Segment Start: Text for analysis
Dr. Lumpkin, who originally trained in the neuroscience of hearing, now focuses on understanding how the cells in skin transmit information about tactile sensations. She has solved a 100-year-old mystery about the nature of touch, which will let researchers start to ask even bigger questions.

For decades scientists have known that Merkel cells, specialized skin cells concentrated in fingertips, lips, and other highly sensitive areas, are involved in the sensation of gentle touch and pressure. The question was how: Are they simply scaffolding that allow touch signals to be transmitted or are they sensing and actively creating touch signals?

In two back-to-back studies published earlier this year in Nature, Dr. Lumpkin and colleagues showed that Merkel cells can sense touch and work virtually hand in glove with the skin’s neurons to create what we perceive as fine details and textures. Using optogenetics to turn the cells on and off, the researchers were able to identify the biophysical basis of touch sensitivity in Merkel cells.

Ellen A. Lumpkin, PhD

“What’s more, we collaborated with Scripps scientists to pinpoint the gene that encodes the Merkel cells’ molecular touch sensors. These studies are the first to demonstrate that Merkel cells are capable of turning touch into an electrical signal that is then transmitted to the brain as the sensation of light touch.”

The knowledge of how nerve cells and Merkel cells divide up the job of creating and sending touch signals provides a jumping off point for touch researchers. “Now we can start to ask deeper questions, such as how the brain deciphers information sent by skin cells and nerves so that we can perceive shapes, textures, and pressure,” says Dr. Lumpkin.

The research also may lead to treatments for people who become touch-impaired, including people with diabetes and the elderly. “When we lose our sense of gentle touch, it has serious repercussions. In the elderly, this contributes to loss of handgrip and falling,” says Dr. Owens.

Julian Mackay-Wiggan, MD

Merkel cells start disappearing from our skin in our 30s and 40s, and by the sixth or seventh decade, almost no Merkel cells are left. As a stem cell biologist, Dr. Owens became intrigued by the idea of restoring Merkel cells, which may be possible by reviving the right stem cells in the skin. “We know the stem cells are still there, but they are not making Merkel cells. We have to figure out how to entice them to reproduce.”

Clinical Research
When the findings from the Department of Dermatology’s basic researchers are ready to be tested in patients, the department’s in-house clinical research unit, directed by Dr. Mackay-Wiggan and including a research fellow and in-house research coordinator, speeds the process. “Being able to take that next step into translational and clinical research is vital,” says Dr. Christiano. “If we didn’t have a self-contained clinical trial unit in our department, our trials for alopecia areata would not have happened so quickly.”
Segment End: Text for analysis
Segment Start: Provided material
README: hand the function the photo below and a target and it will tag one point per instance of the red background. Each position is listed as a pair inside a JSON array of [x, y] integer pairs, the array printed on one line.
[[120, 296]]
Segment End: Provided material
▸ Work to complete
A: Please rewrite the part of the touch research text starting with "The research also" and going on through "says Dr. Owens.", putting "grip strength" in place of "handgrip".
B: According to the touch research text, where in the body are Merkel cells concentrated?
C: For each statement, decide whether the touch research text agrees with it. Answer yes or no and quote the words that decide it.
(i) Dr. Lumpkin originally trained in the neuroscience of vision.
(ii) The two back-to-back studies appeared in Nature.
(iii) By the sixth or seventh decade, almost no Merkel cells remain in the skin.

▸ Task answers
A:
The research also may lead to treatments for people who become touch-impaired, including people with diabetes and the elderly. “When we lose our sense of gentle touch, it has serious repercussions. In the elderly, this contributes to loss of grip strength and falling,” says Dr. Owens.

B: In fingertips, lips, and other highly sensitive areas.

C:
(i) No: "originally trained in the neuroscience of hearing"
(ii) Yes: "published earlier this year in Nature"
(iii) Yes: "by the sixth or seventh decade, almost no Merkel cells are left"